Skip to content

jdavidm/wxsum

Repository files navigation

wxsum: A command for processing temperature and precipitation data

Installation

You can install the latest version of wxsum directly from this GitHub repository using Stata's net install command:

net install wxsum, from("https://raw.githubusercontent.com/jdavidm/wxsum/main/") replace

Requirements

The command requires Stata 15 or later. Users working with long time series in Stata/IC may need to split the data into shorter panels due to variable limits.

Description

The wxsum command processes remote sensing rainfall and temperature data and outputs useful statistics. The command can be used with either rainfall or temperature data from any source.

The data must be wide, where each location is a row and each column is a daily reading. Daily weather variable names must be the user-supplied prefix followed by yyyymmdd. For example, if the prefix is rf_, the variable for May 15, 1979 would be rf_19790515.

Z-scores and deviations from long-run averages are computed strictly against the specified number of preceding lr_years. If there is not enough preceding data to satisfy the requested window, deviations and z-scores are skipped for those initial years, though standard variables still generate.

Syntax

wxsum stubname , type(rain|temp) ini_month(month) fin_month(month) [options]

Options

Required

  • type(rain|temp): Specify the data type. Use rain for precipitation data or temp for temperature data.
  • ini_month(month): Initial month of the season (e.g., 05 for May).
  • fin_month(month): Final month of the season (e.g., 10 for October).

General

  • ini_day(day): Start day of the season. Default is 01.
  • fin_day(day): End day of the season. If not specified, it dynamically defaults to the true last calendar day of the final month (handling leap years correctly).
  • lr_years(#): Number of strictly preceding years used to calculate rolling deviations and Z-scores. Default is 10. Max is 50.
  • rain_threshold(#): Threshold for defining a rainy day. Defaults to 1. Missing rainfall values are excluded from calculations.

(OBJECTIVE A): Transcribe part of the wxsum README, starting at the words "You can install" and ending after "from any source.".
(OBJECTIVE B): Go on with the wxsum README, writing what comes after its final line.
These entries play no role here.

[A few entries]

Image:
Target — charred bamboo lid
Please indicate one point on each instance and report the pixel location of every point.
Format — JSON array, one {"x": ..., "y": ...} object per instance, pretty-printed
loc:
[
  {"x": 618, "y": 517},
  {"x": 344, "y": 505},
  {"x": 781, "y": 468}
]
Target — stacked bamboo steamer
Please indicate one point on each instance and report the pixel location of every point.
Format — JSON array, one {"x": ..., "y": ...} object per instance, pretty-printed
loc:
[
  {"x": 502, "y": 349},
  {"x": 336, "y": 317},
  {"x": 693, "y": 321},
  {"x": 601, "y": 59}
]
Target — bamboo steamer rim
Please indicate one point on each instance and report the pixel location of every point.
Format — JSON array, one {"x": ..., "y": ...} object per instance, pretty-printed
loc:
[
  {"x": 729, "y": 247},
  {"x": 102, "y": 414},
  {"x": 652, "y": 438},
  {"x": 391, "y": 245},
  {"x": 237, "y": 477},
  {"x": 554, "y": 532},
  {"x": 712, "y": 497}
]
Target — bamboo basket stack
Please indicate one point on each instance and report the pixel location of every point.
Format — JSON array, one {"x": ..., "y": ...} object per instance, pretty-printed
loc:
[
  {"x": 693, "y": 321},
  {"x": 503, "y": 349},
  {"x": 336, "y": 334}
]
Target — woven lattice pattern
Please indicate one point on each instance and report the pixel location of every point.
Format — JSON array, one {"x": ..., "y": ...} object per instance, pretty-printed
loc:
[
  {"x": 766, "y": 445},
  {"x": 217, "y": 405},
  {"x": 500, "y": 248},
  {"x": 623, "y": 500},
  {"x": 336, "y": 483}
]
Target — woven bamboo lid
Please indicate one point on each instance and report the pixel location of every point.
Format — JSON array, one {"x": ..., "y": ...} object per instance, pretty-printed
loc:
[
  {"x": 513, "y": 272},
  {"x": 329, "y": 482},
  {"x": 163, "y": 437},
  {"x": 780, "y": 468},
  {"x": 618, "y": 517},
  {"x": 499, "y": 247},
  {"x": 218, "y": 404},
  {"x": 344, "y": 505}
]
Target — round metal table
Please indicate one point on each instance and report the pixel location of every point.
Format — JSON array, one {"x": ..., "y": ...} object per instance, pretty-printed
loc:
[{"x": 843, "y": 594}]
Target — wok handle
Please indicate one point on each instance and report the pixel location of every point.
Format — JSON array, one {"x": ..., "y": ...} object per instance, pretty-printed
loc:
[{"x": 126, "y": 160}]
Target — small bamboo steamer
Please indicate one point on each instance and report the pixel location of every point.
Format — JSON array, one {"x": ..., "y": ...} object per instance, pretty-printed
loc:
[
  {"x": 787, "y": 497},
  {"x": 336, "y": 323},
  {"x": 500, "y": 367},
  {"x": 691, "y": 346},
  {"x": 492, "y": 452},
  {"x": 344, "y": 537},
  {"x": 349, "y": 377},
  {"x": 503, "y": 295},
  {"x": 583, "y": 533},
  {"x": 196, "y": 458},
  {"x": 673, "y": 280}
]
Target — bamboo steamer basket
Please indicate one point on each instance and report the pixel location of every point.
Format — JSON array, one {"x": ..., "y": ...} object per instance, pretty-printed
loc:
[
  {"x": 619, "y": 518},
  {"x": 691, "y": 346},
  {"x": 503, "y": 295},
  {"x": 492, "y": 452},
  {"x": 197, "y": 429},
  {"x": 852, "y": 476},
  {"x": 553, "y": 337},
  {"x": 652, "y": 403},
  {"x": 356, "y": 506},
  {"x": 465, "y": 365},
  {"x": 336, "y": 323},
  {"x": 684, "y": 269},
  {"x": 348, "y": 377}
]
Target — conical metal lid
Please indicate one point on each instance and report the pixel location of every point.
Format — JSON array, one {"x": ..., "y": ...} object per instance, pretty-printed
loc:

(EXPECTED OUTPUT A):
You can install the latest version of wxsum directly from this GitHub repository using Stata's net install command:

net install wxsum, from("https://raw.githubusercontent.com/jdavidm/wxsum/main/") replace

Requirements

The command requires Stata 15 or later. Users working with long time series in Stata/IC may need to split the data into shorter panels due to variable limits.

Description

The wxsum command processes remote sensing rainfall and temperature data and outputs useful statistics. The command can be used with either rainfall or temperature data from any source.

(EXPECTED OUTPUT B):
  • gdd_lo(#): Lower bound for growing degree days calculation. Required if type(temp) is used.
  • gdd_hi(#): Upper bound for growing degree days calculation. Required if type(temp) is used.
  • kdd_base(#): Temperature threshold for calculating Killing Degree Days (KDD). Required if type(temp) is used.
  • gdd_bin(#): Width of fixed-interval seasonal GDD bins. When specified, creates one integer categorical variable gddcat_YYYY for each generated GDD season. Requires type(temp).
  • gdd_binlo(#): Lower endpoint for regular fixed-width GDD intervals. Default is 0 when gdd_bin() is specified. Values below this threshold are assigned to a bottom-coded category. Requires gdd_bin().
  • gdd_binhi(#): Upper endpoint for regular fixed-width GDD intervals. Values at or above this threshold are assigned to a top-coded category. When omitted, the command automatically extends intervals to cover the empirical maximum. Requires gdd_bin().
  • tmp_bin(#): Total number of daily temperature bin count variables to create per season. Must be a positive integer from 1 to 42. Requires type(temp), tmp_binlo(), and tmp_binhi().
  • tmp_binlo(#): Lower bound of the temperature range for bin construction. Required with tmp_bin(). Must be in the same units as the daily temperature data.
  • tmp_binhi(#): Upper bound of the temperature range for bin construction. Required with tmp_bin(). Must be greater than tmp_binlo().
  • shape(wide|long): Shape of the final output. Default is wide. When long is specified, output is stacked with one row per retained unit-year and a variable named year. It is strongly recommended to use keep() with unit identifiers when shape(long) is requested.
  • keep(varlist): Variables to keep in the final dataset along with the generated wxsum variables.
  • save(filename): File path to save the resulting dataset.

Generated Variables

Using data sets as defined above, the wxsum command creates useful statistics in the same fashion for all detected season years. The command handles seasons that span calendar years, such as November to February, and labels the output with the year the season starts.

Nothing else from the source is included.